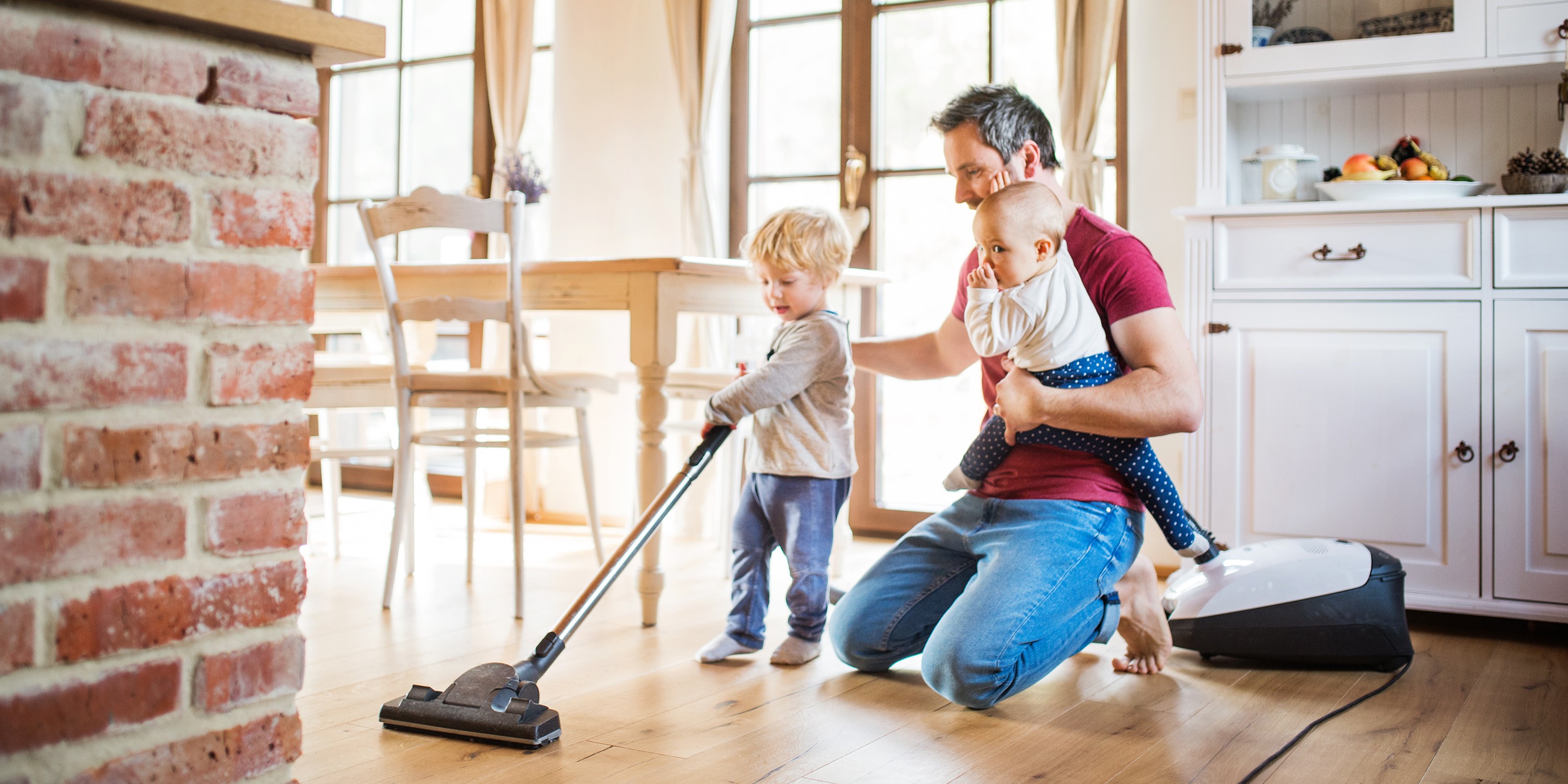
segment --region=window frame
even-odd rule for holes
[[[406,0],[403,0],[403,2],[406,2]],[[321,11],[326,11],[326,13],[331,13],[332,11],[332,0],[315,0],[315,8],[321,9]],[[400,31],[400,34],[401,34],[401,31]],[[554,42],[554,36],[552,36],[552,41],[549,44],[535,44],[533,45],[533,52],[530,53],[530,56],[538,55],[539,52],[550,52],[552,47],[554,47],[554,44],[555,44]],[[328,212],[331,210],[331,207],[336,207],[336,205],[340,205],[340,204],[354,204],[354,202],[359,201],[359,198],[354,198],[354,199],[328,199],[328,194],[326,194],[328,172],[331,171],[329,166],[332,163],[331,162],[331,147],[332,147],[332,144],[331,144],[331,130],[332,130],[331,129],[331,121],[332,121],[332,113],[331,113],[332,111],[331,110],[331,103],[332,103],[332,100],[331,100],[332,99],[332,77],[334,75],[340,75],[340,74],[362,74],[362,72],[368,72],[368,71],[390,71],[390,69],[397,69],[397,71],[401,72],[403,69],[411,67],[411,66],[423,66],[423,64],[431,64],[431,63],[450,63],[450,61],[459,61],[459,60],[466,60],[466,58],[474,61],[474,169],[472,169],[472,176],[478,182],[480,198],[488,199],[491,196],[491,172],[495,171],[495,130],[491,125],[489,85],[486,82],[486,74],[485,74],[485,5],[483,3],[480,3],[478,0],[474,0],[474,52],[470,52],[467,55],[442,55],[442,56],[431,56],[431,58],[420,58],[420,60],[403,60],[403,52],[401,52],[401,47],[400,47],[398,49],[398,60],[395,60],[392,63],[375,63],[375,64],[358,66],[358,67],[356,66],[345,66],[345,67],[340,67],[337,71],[332,71],[329,67],[317,69],[315,74],[317,74],[317,86],[320,89],[320,105],[321,105],[321,108],[317,113],[317,116],[315,116],[314,121],[315,121],[317,132],[320,133],[320,140],[321,141],[318,144],[318,176],[317,176],[317,180],[315,180],[315,191],[314,191],[314,198],[315,198],[315,216],[317,216],[315,226],[317,226],[317,229],[315,229],[314,241],[310,245],[310,263],[312,265],[326,267],[326,263],[328,263],[328,243],[329,243],[329,238],[328,238],[328,226],[329,226]],[[401,102],[403,100],[401,74],[398,75],[398,85],[400,85],[400,88],[398,88],[398,100]],[[398,122],[401,122],[401,118],[403,118],[403,113],[401,113],[401,105],[400,105],[398,107]],[[398,132],[401,133],[401,129],[398,129]],[[398,160],[394,162],[394,168],[397,169],[398,188],[401,188],[401,166],[403,166],[403,160],[401,160],[401,155],[398,155]],[[485,234],[475,234],[474,235],[474,245],[472,245],[472,248],[469,251],[469,259],[485,259],[488,256],[489,256],[489,238],[488,238],[488,235],[485,235]]]
[[[908,177],[944,174],[941,168],[919,169],[881,169],[877,165],[877,152],[872,144],[872,122],[875,105],[873,96],[873,39],[877,14],[886,11],[903,11],[916,8],[936,8],[947,5],[967,5],[983,2],[988,6],[991,20],[991,41],[986,58],[988,78],[996,78],[996,2],[997,0],[911,0],[880,5],[875,0],[842,0],[839,11],[801,14],[767,20],[751,20],[751,0],[739,0],[735,9],[735,34],[731,47],[731,100],[729,100],[729,252],[740,256],[740,240],[745,237],[750,220],[750,190],[759,182],[804,182],[804,180],[839,180],[839,205],[847,199],[842,187],[844,157],[839,157],[839,172],[815,176],[786,177],[753,177],[750,171],[750,121],[751,121],[751,30],[757,27],[775,27],[800,24],[822,19],[839,19],[840,30],[840,86],[839,86],[839,151],[853,144],[867,155],[867,171],[861,183],[858,204],[869,207],[872,224],[855,248],[850,267],[875,268],[877,259],[877,183],[881,177]],[[1116,155],[1105,160],[1107,168],[1115,169],[1116,182],[1116,223],[1127,226],[1127,14],[1121,14],[1121,34],[1116,50]],[[938,107],[933,107],[933,111]],[[1105,129],[1110,130],[1110,129]],[[866,289],[861,292],[861,337],[877,334],[878,292]],[[935,314],[933,314],[935,315]],[[881,506],[878,503],[878,381],[866,372],[855,376],[855,450],[859,458],[859,470],[850,489],[850,527],[856,533],[897,536],[909,530],[919,521],[930,516],[925,511],[900,510]]]

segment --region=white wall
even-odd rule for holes
[[[1178,310],[1187,265],[1171,210],[1196,194],[1196,0],[1127,0],[1127,227],[1165,268]],[[1154,450],[1179,486],[1181,436],[1154,439]],[[1145,543],[1156,563],[1179,563],[1154,525]]]

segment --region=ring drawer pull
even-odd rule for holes
[[[1322,248],[1312,251],[1312,259],[1317,259],[1319,262],[1359,262],[1367,256],[1367,249],[1363,248],[1361,243],[1356,243],[1355,248],[1345,251],[1344,256],[1333,256],[1333,248],[1323,245]]]

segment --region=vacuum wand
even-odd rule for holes
[[[713,459],[720,444],[729,437],[729,433],[731,428],[728,426],[713,426],[707,431],[707,436],[702,437],[702,442],[691,452],[691,456],[687,458],[684,466],[681,466],[676,477],[670,480],[670,485],[666,485],[654,502],[648,505],[648,510],[643,511],[643,516],[637,521],[637,527],[633,527],[621,546],[616,547],[615,554],[610,555],[610,560],[599,568],[599,574],[594,575],[593,582],[588,583],[588,588],[582,593],[582,596],[572,602],[572,605],[566,610],[566,615],[563,615],[560,622],[555,624],[555,630],[546,633],[544,638],[539,640],[533,655],[514,665],[517,670],[517,681],[538,681],[544,671],[555,663],[555,659],[561,655],[561,651],[566,648],[566,640],[571,640],[572,633],[577,632],[577,627],[588,618],[588,613],[591,613],[594,605],[599,604],[599,599],[602,599],[605,591],[610,590],[610,585],[621,577],[621,572],[626,571],[626,568],[632,563],[632,558],[643,549],[643,544],[646,544],[648,539],[652,538],[654,532],[659,530],[659,524],[663,522],[665,516],[670,514],[670,510],[681,500],[681,495],[685,494],[687,488],[696,481],[696,477]],[[500,696],[497,696],[497,701],[500,701]],[[505,706],[497,707],[497,710],[505,710]]]

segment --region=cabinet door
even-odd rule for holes
[[[1425,9],[1446,3],[1385,3],[1400,8]],[[1485,0],[1452,0],[1454,30],[1449,33],[1389,34],[1361,38],[1363,22],[1383,19],[1381,27],[1391,28],[1416,22],[1386,19],[1374,13],[1375,3],[1344,3],[1330,0],[1300,0],[1279,25],[1275,34],[1295,28],[1316,28],[1333,36],[1333,41],[1292,45],[1253,45],[1251,0],[1225,0],[1225,38],[1242,44],[1240,53],[1225,58],[1225,75],[1262,75],[1292,72],[1331,74],[1347,69],[1397,66],[1402,63],[1430,63],[1441,60],[1465,60],[1486,55],[1486,3]],[[1396,11],[1391,9],[1389,14]],[[1421,11],[1416,11],[1421,13]]]
[[[1242,544],[1363,541],[1480,593],[1480,303],[1215,303],[1209,510]]]
[[[1496,328],[1493,590],[1568,604],[1568,301],[1497,301]]]

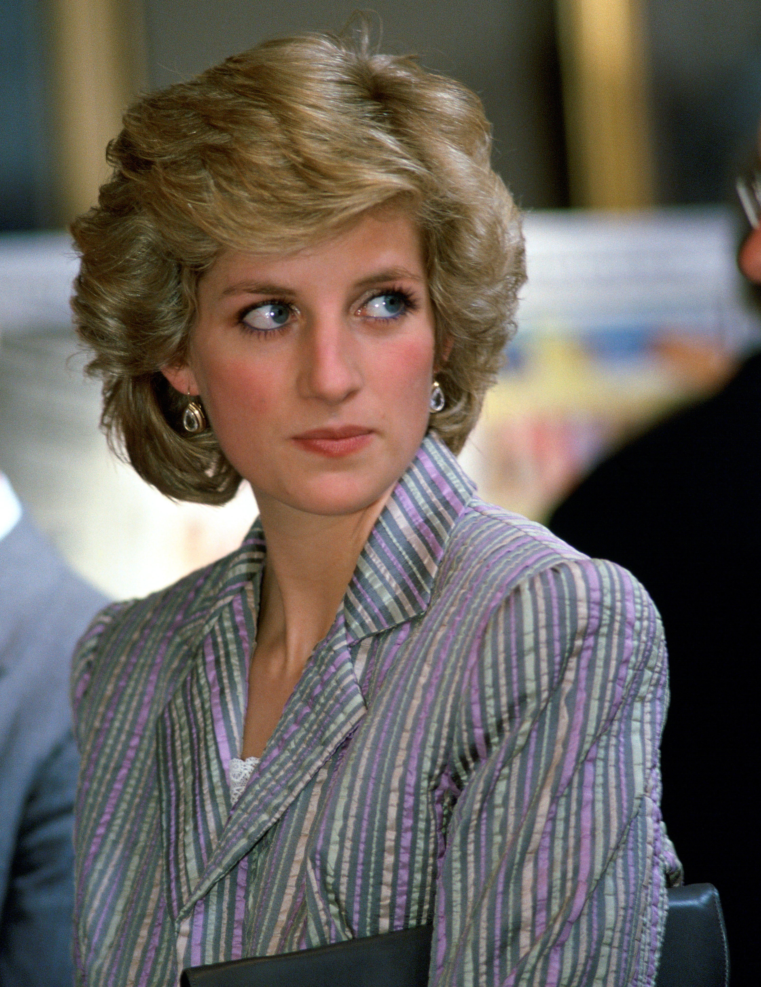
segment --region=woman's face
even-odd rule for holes
[[[227,252],[201,279],[187,366],[220,445],[267,498],[360,511],[409,465],[428,427],[434,316],[420,238],[366,213],[296,254]]]

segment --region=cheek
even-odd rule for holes
[[[381,391],[428,398],[434,365],[433,342],[404,340],[382,349],[373,362],[373,377]]]
[[[231,357],[220,360],[206,375],[206,403],[215,427],[251,416],[266,417],[282,389],[271,367]]]

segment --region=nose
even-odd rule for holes
[[[340,315],[313,319],[303,336],[299,391],[304,398],[339,405],[364,381],[359,342]]]

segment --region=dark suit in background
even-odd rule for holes
[[[104,603],[26,515],[0,540],[0,987],[71,987],[69,668]]]
[[[550,527],[629,569],[660,611],[663,818],[685,879],[719,888],[732,987],[757,984],[761,355],[600,465]]]

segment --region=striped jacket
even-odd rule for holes
[[[666,663],[623,569],[424,440],[231,811],[265,545],[104,610],[73,672],[78,983],[433,921],[434,985],[653,984]]]

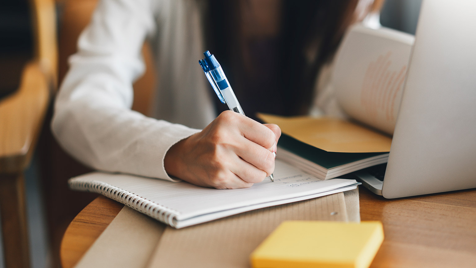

Required work:
Count the lines in the records above that contain the string "segment", with case counting, and give only the number.

Task output:
10